19 March 2020
A team of researchers have predicted that attempts to slow rather than suppress the novel coronavirus could overwhelm the public health system.
Researchers from Imperial College London, UK, have recently analysed the impact of different public health measures on reducing the spread of the virus using a simulation model.
The research showed that policy strategies which aim to suppress the rate of transmission might reduce death and peak healthcare demand by two-thirds, but to suppress transmission to low levels, stronger mitigation interventions will be necessary.
The report suggests that a suppression strategy will require a combination of social distancing of the entire population, home isolation of cases and household quarantine of their family members. The researchers explained that by closely monitoring disease trends it will be possible for these measures to be relaxed temporarily and to be quickly reintroduced if cases arise.

(Data listing):

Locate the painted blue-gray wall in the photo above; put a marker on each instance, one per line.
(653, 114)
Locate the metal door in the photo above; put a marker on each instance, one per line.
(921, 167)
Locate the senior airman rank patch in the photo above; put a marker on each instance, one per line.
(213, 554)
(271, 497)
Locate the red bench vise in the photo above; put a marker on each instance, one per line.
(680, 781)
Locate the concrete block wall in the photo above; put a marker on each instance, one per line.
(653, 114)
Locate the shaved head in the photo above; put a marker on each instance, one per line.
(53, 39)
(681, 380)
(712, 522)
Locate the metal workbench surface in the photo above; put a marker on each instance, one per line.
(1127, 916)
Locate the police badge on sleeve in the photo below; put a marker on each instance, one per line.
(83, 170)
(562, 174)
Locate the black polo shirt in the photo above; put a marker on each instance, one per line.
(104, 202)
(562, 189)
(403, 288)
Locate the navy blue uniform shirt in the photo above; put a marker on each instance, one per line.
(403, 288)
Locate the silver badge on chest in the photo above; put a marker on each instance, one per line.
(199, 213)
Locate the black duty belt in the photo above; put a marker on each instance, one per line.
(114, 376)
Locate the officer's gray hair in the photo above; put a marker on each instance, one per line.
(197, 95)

(Exercises):
(1) In the passage on the Imperial College coronavirus modeling, by how much might strategies that aim to suppress transmission reduce death and peak healthcare demand?
(2) Continue the passage on the Imperial College coronavirus modeling, starting after its final sentence.

(Responses per task):
(1) By two-thirds.

(2)
Professor Azra Ghani, Chair in Infectious Disease Epidemiology from the MRC Centre for Global Infectious Disease Analysis, said: 'Our results indicate that wide scale social distancing measures, that are likely to have a major impact on our day-to-day lives, are now necessary to reduce further spread and prevent our health system being overwhelmed.’
A suppression strategy has been widely adopted by other European countries to slow down the rate of transmission and prevent overwhelming the public health care systems.
The European Commission recently launched an advisory panel on the coronavirus outbreak, bringing together a group of epidemiologists and virologists to look at how the EU can push forward more aggressive risk management measures.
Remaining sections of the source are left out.